> DOCUMENT EXTRACT:
Evaluating the Measurement Quality of Social and Emotional Learning (SEL) Assessments

The purpose of this guide is to assist educators in evaluating the technical quality of a social and emotional learning (SEL) assessment by identifying what types of information and evidence a developer should provide for an assessment and determining if the assessment is appropriate for local plans for interpretation and use. Technical (psychometric) considerations addressed in this guide are based on the 2014 Standards for Educational and Psychological Testing published by the American Educational Research Association (AERA), the American Psychological Association (APA), and the National Council on Measurement in Education (NCME).

What is the purpose of the guide?

The purpose of this guide is to prepare assessment users to know what questions to ask regarding the availability of information and empirical evidence that may support the intended interpretation and use of an SEL assessment for their student population. The extent to which the technical evidence for an SEL assessment addresses these questions will assist informed selection decisions that will translate into more valid interpretations and uses.

Who are the intended users of this guide?

This guide is for educators tasked with the selection and use of an SEL assessment. Ideally, a group of educators and experts with relevant insights about the content to be assessed and the use of the resulting information to guide action will be involved in the evaluation. Although specialized psychometric expertise can be helpful, this guide was written for assessment users who may not be experts in the technical details of assessment development.

What types of interpretations and uses of SEL assessment does the guide address?

This guide is applicable to situations where SEL is measured to provide feedback and improve instruction and programs. The guide is not intended for situations where SEL assessments are being used for accountability or in consequential decision making at a group or individual level.

(Dataset entries)

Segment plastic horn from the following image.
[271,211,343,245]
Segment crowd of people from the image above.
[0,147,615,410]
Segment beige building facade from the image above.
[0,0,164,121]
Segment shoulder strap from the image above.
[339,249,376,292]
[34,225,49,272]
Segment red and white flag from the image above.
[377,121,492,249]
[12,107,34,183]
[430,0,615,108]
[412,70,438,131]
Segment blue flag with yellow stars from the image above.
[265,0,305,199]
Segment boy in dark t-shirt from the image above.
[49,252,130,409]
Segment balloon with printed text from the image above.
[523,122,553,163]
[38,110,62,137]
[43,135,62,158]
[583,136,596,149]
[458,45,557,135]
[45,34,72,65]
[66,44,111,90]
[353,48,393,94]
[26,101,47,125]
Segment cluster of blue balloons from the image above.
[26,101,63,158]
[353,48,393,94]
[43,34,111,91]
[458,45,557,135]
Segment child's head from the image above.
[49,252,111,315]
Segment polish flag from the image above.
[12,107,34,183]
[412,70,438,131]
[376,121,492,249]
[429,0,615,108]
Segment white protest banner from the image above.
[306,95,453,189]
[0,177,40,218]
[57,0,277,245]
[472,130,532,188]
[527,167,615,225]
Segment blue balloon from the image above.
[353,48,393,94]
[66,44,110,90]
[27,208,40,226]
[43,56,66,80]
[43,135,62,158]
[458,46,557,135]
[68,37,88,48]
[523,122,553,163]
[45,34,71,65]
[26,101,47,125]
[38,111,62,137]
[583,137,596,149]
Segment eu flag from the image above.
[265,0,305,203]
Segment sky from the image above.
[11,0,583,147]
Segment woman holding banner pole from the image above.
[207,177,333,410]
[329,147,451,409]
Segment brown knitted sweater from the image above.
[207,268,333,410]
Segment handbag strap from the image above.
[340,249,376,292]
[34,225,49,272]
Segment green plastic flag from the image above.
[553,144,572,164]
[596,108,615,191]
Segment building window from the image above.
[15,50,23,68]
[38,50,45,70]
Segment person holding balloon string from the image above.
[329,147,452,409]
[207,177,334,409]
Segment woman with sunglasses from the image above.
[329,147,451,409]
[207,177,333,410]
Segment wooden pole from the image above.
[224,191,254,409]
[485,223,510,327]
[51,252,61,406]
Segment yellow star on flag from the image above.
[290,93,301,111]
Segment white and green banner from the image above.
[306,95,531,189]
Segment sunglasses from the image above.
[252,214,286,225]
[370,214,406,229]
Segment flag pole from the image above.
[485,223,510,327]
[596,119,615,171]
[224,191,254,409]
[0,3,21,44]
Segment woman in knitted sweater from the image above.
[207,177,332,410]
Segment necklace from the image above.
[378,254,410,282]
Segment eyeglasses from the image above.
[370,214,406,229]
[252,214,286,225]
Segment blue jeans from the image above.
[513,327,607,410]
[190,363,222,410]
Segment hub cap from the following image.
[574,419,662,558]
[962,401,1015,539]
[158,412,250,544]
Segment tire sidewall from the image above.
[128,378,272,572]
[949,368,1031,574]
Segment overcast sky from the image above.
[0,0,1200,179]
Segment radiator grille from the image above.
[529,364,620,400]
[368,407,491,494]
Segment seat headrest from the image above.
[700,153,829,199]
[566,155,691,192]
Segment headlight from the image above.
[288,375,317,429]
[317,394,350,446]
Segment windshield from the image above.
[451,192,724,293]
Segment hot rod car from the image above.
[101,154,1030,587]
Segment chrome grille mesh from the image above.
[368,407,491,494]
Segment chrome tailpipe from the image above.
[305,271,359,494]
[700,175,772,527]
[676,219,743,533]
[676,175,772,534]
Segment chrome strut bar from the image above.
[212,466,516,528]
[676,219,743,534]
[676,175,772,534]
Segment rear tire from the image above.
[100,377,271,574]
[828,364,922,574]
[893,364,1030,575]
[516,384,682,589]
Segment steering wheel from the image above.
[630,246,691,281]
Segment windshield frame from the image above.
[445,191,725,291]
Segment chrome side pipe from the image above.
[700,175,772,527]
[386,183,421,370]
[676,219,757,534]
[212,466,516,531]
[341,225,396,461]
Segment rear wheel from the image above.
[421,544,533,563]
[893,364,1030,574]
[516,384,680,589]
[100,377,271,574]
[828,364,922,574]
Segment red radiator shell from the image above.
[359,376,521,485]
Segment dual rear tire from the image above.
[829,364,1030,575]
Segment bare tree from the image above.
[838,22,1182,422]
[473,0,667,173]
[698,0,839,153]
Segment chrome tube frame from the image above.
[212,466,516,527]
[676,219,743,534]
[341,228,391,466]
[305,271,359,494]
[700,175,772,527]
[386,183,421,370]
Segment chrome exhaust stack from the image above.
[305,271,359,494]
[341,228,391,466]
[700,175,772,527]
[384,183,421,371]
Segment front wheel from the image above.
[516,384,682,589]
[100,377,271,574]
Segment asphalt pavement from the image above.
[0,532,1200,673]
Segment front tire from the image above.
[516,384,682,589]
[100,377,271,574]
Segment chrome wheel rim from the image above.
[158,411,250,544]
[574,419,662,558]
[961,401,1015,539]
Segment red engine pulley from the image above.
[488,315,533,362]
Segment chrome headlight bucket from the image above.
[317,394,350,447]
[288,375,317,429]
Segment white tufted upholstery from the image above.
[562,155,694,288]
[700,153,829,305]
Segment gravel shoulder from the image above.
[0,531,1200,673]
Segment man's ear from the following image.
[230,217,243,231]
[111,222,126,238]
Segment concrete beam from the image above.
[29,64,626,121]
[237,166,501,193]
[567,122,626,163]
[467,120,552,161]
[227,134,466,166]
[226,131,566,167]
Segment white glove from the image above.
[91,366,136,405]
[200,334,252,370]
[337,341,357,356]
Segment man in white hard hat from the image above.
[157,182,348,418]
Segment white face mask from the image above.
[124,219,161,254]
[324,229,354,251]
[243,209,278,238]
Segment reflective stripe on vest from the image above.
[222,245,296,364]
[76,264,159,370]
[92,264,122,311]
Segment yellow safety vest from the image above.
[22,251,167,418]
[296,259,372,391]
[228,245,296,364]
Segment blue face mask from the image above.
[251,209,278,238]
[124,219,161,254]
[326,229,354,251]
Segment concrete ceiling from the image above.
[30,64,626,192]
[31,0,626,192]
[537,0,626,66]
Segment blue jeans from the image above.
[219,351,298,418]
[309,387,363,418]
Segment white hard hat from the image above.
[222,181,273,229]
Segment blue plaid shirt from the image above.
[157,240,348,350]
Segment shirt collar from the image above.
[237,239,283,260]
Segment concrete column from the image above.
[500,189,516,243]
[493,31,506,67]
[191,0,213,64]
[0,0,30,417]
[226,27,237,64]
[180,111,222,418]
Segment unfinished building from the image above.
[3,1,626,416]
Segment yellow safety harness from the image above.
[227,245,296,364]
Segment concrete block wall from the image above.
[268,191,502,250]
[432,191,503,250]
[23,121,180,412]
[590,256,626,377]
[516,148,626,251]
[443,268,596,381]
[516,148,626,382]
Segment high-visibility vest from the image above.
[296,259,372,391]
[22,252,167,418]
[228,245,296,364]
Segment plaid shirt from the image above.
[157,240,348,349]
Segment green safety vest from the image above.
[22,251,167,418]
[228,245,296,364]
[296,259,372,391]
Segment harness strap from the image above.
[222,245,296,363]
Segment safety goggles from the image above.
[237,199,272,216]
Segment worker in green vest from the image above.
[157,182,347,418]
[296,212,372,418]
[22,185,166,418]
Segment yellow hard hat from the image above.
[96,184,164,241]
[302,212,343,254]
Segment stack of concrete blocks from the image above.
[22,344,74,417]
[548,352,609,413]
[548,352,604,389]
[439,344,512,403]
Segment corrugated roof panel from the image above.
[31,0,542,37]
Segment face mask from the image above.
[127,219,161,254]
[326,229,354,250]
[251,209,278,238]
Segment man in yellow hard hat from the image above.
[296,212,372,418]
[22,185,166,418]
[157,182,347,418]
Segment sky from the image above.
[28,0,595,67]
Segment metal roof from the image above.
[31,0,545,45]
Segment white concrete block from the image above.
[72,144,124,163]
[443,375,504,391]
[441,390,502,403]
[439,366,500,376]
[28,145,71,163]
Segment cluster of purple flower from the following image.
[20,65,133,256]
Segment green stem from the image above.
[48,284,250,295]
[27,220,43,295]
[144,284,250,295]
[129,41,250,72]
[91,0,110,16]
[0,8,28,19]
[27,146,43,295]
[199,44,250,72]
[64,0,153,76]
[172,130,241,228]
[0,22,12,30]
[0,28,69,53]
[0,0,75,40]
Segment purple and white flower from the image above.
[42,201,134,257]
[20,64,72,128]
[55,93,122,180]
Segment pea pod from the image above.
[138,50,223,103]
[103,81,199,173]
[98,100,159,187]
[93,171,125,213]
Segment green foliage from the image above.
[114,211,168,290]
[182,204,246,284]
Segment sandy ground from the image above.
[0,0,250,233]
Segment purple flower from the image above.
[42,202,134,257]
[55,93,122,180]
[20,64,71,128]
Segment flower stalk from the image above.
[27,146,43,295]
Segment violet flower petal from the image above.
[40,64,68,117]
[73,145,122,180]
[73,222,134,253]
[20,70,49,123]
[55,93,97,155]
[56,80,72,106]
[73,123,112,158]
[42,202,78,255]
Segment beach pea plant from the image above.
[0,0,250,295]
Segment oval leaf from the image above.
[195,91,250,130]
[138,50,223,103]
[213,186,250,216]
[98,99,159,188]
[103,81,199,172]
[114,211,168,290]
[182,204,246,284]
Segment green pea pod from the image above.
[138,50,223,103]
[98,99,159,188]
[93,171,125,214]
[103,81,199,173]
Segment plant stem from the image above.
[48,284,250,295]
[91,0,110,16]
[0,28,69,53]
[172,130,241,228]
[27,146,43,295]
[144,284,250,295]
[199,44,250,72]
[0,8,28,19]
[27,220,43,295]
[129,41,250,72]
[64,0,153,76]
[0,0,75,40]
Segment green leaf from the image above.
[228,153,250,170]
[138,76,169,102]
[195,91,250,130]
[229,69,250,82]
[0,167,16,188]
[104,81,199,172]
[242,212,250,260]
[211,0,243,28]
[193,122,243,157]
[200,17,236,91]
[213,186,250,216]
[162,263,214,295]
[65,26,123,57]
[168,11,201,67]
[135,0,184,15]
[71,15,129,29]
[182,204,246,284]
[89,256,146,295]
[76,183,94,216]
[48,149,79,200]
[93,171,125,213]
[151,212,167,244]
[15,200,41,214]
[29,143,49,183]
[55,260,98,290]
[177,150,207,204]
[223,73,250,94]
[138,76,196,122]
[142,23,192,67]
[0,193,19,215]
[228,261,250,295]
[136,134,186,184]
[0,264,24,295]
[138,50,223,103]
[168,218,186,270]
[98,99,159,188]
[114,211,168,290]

> WHAT THIS TASK INVOLVES: Could you pick up the guide on evaluating SEL assessment quality, shown above, right after its last sentence and carry it further?

> TASK ANSWER:
Consequential decisions at an individual student level would involve measuring student learning to screen or diagnose students in need of additional services or intervention or to identify students with a mental health concern. If an SEL assessment will be used for these types of consequential decisions, educators should consult with school district professionals who have received appropriate training and who hold the licenses or certifications necessary to conduct clinical evaluations of children for mental health or special education intervention, mental health diagnosis or special education classification. These professionals should also be well-versed in the tenets of the Standards for Educational and Psychological Testing (AERA, APA, NCME, 2014).

If an SEL assessment will be used to make high-stakes decisions about a school or program, it is highly recommended that evidence be carefully scrutinized with the assistance of someone with psychometric expertise and an understanding of the context in which the decisions will be made.

What do you need to know to use this guide?

The importance and relevance of different types of technical evidence are based on what SEL competencies you are wanting to measure; how you intend on using assessment results; your local setting and student population; and the format of the assessment, including how it is administered and scored.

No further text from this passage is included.